Rewrite the entries from the line that contains "the green foliage" through the end of the entries, changing "green foliage" to "green leaves" and leaving everything else as it is.
— start —
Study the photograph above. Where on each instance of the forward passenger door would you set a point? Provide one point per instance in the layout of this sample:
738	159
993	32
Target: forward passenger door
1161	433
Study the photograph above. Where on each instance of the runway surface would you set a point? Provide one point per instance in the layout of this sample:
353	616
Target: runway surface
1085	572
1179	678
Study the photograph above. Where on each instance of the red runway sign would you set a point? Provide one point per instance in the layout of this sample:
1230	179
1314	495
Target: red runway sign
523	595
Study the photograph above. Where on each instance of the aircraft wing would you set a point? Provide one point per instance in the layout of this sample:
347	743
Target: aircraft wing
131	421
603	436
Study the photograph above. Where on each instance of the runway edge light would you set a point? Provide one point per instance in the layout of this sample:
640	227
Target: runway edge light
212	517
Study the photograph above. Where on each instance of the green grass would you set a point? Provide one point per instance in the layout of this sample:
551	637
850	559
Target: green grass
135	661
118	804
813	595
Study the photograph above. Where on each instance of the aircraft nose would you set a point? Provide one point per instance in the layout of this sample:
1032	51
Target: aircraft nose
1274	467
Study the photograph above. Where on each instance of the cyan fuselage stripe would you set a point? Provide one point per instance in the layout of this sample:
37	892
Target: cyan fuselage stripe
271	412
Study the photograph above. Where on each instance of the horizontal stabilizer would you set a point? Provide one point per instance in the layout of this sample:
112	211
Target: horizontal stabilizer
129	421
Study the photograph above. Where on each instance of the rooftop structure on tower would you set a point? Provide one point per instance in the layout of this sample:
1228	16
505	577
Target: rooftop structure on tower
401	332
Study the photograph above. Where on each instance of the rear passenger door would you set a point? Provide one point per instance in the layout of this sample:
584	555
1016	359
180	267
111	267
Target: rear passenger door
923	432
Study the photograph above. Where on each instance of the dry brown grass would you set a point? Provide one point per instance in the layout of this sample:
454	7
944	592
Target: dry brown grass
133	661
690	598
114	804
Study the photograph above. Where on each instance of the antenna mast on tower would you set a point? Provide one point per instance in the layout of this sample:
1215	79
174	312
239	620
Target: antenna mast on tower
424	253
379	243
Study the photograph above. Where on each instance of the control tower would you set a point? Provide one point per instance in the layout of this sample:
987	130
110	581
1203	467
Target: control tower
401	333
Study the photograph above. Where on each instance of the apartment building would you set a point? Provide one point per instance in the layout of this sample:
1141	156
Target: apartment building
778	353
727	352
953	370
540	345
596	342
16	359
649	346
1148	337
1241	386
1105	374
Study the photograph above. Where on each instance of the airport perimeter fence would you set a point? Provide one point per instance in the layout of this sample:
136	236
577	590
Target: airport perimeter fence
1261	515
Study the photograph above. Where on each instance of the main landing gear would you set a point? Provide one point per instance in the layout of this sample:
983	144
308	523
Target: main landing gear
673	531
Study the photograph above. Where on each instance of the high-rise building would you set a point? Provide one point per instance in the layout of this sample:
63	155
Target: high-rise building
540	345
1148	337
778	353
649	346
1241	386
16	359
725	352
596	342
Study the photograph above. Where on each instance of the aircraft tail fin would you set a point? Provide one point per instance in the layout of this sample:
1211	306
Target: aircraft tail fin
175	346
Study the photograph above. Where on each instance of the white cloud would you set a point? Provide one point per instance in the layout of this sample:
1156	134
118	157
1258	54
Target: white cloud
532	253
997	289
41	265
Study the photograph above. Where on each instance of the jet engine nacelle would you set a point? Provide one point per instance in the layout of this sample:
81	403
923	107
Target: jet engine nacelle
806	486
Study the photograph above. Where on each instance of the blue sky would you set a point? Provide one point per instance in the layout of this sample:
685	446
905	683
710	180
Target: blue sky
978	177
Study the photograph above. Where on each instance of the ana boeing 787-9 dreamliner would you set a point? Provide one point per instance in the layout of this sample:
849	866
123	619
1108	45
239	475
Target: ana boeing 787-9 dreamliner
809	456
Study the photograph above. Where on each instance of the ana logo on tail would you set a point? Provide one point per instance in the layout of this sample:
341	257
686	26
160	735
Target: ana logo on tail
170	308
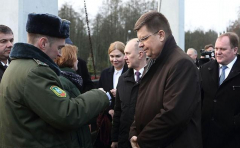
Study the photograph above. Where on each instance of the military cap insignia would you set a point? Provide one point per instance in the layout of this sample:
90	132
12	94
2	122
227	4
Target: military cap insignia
40	62
58	91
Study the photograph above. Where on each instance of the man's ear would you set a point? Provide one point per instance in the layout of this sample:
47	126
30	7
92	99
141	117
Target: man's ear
235	50
162	35
42	43
140	54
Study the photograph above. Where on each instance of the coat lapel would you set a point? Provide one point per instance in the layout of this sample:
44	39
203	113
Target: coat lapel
234	71
213	70
110	78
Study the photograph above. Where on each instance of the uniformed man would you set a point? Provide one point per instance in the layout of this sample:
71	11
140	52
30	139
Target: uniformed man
6	43
34	109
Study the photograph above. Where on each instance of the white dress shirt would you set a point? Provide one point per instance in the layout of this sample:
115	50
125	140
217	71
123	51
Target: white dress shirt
116	75
228	69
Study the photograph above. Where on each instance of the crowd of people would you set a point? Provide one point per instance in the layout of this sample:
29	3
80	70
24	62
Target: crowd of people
154	95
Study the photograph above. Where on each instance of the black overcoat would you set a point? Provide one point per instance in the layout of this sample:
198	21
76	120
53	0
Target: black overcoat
221	106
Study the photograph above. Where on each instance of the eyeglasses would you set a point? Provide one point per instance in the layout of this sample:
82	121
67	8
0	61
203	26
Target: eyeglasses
146	37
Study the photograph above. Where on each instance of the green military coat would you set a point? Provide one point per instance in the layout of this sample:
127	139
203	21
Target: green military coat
35	112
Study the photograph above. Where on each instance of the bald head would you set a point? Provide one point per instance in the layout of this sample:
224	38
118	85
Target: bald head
135	57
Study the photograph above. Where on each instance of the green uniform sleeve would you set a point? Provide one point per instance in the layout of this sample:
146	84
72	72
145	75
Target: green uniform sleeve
43	95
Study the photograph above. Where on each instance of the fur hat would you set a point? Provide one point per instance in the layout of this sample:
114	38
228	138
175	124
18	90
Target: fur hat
68	41
47	24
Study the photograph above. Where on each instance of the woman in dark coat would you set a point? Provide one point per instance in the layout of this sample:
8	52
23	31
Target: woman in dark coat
72	82
108	81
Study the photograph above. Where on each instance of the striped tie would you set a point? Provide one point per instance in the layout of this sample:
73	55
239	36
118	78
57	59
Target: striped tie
222	77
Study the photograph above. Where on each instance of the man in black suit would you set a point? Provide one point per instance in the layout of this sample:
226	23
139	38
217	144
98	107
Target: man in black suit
221	95
126	97
6	43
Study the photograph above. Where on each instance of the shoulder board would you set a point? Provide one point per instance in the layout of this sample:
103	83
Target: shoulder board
40	62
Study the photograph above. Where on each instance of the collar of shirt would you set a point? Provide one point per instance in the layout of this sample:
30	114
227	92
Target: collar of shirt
141	71
228	69
5	64
116	76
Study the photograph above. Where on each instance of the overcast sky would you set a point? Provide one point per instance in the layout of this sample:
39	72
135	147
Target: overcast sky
203	14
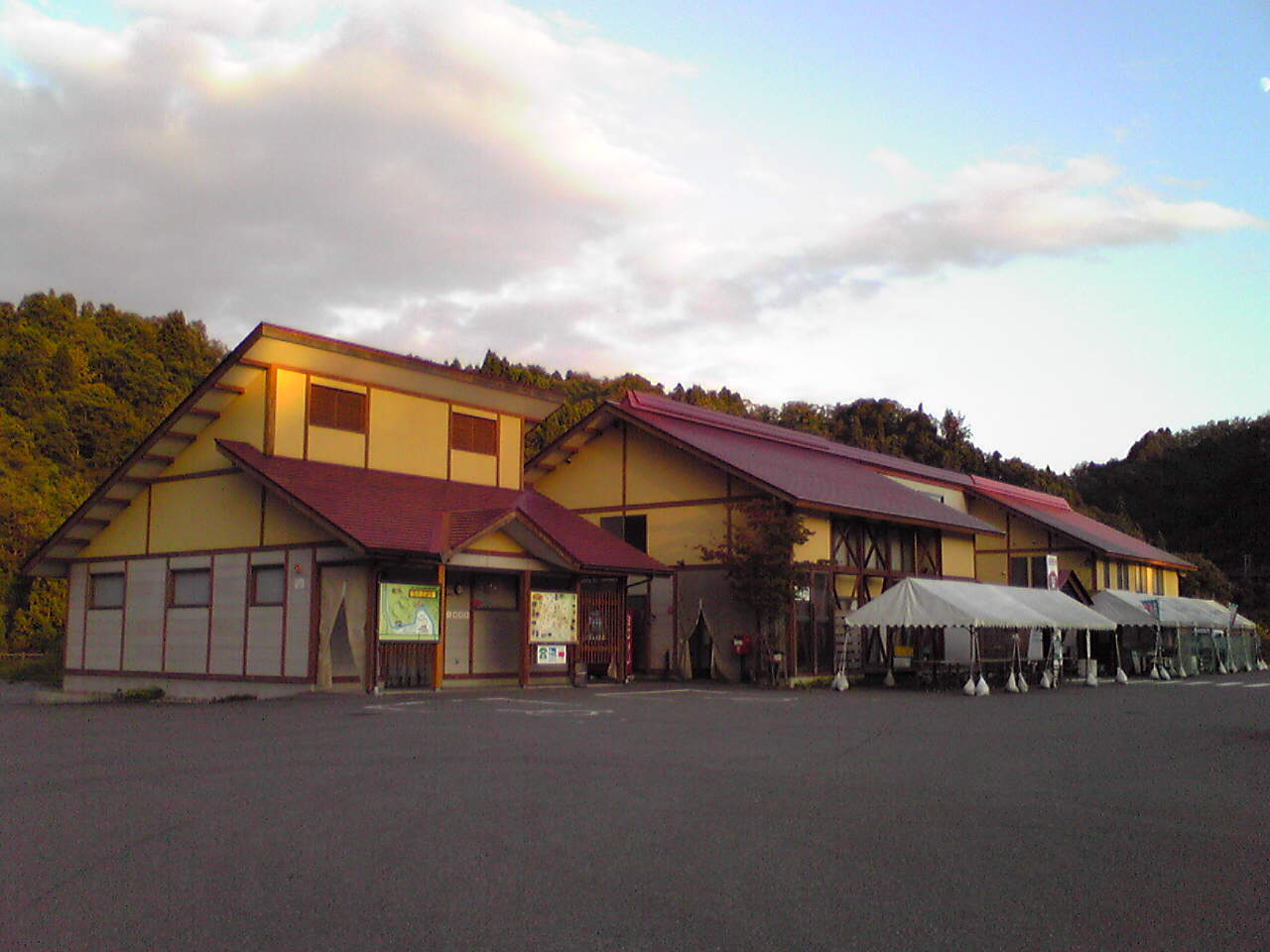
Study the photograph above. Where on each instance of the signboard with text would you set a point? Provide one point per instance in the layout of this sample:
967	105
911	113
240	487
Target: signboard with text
409	612
554	616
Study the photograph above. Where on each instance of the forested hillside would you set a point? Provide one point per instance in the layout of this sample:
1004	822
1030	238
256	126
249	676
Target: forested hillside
1199	490
81	385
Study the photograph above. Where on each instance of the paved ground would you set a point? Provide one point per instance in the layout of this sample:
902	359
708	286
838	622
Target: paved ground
645	817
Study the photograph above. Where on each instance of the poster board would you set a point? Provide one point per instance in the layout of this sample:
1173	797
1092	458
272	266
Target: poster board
553	617
552	655
409	612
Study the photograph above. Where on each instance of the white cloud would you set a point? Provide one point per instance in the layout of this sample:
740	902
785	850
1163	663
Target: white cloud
449	177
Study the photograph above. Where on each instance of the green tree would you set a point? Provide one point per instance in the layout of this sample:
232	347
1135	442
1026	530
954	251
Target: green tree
760	562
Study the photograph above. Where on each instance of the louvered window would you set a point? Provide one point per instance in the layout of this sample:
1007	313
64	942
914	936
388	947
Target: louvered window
474	434
336	409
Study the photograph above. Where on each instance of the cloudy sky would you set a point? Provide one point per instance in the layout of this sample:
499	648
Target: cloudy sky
1049	217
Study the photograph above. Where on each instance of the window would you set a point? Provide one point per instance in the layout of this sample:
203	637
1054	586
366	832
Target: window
1019	571
1121	575
105	590
1039	574
336	409
472	434
190	588
1029	571
268	584
879	547
633	530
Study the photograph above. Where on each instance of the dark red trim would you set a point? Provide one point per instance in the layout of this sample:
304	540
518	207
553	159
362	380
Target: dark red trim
123	615
163	652
189	675
186	553
286	608
211	611
246	615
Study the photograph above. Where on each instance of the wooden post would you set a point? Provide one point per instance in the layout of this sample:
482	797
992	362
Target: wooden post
372	627
439	652
525	629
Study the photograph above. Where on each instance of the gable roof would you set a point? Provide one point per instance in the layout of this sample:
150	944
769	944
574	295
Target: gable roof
806	470
390	513
1058	515
204	404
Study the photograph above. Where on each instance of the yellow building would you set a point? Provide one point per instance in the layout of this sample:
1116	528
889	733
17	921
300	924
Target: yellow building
318	515
670	479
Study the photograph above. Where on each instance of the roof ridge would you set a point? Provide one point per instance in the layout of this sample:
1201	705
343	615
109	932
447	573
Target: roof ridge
690	413
1033	495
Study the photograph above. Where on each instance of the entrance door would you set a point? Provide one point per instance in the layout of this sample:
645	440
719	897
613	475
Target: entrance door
341	626
483	625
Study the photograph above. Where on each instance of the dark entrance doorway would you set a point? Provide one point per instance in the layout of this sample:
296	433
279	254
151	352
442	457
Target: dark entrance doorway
701	648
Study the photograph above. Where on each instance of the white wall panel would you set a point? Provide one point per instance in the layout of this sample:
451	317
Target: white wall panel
76	590
187	640
264	642
229	612
102	648
143	631
300	589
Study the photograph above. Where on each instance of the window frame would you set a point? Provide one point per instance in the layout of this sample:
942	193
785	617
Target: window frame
93	590
634	530
172	588
254	590
472	434
336	409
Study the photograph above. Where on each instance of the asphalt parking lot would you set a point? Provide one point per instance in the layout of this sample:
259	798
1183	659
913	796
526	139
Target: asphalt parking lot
652	816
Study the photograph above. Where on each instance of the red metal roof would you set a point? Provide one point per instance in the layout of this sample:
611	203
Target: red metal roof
808	468
395	513
666	407
1058	515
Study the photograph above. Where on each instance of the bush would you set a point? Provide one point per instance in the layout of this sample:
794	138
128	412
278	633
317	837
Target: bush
37	669
139	696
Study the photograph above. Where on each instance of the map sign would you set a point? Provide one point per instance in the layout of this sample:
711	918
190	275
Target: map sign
409	612
553	616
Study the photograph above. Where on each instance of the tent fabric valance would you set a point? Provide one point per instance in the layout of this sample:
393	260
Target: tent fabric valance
934	602
1175	612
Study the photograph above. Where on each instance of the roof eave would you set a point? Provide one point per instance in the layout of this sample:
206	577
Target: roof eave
31	565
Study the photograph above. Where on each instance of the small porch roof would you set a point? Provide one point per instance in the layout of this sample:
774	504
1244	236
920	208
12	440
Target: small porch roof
937	602
398	515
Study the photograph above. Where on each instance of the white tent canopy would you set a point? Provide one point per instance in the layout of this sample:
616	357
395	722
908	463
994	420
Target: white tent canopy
1125	607
938	603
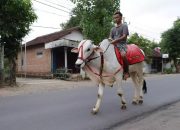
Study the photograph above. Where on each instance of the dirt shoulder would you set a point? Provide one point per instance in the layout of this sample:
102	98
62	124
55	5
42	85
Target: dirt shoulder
35	85
167	118
31	85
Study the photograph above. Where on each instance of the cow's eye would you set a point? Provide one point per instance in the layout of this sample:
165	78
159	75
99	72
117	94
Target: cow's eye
88	49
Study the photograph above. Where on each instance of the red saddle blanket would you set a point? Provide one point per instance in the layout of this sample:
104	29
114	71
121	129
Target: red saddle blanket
134	54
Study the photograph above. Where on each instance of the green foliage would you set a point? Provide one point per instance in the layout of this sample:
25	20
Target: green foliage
— end —
• ANSWER TO THE EXERCISE
Study the photograph above. Where on each instance of the green leaves would you set a point? Provide one point per instance in the layout of this sample:
25	20
Target: green leaves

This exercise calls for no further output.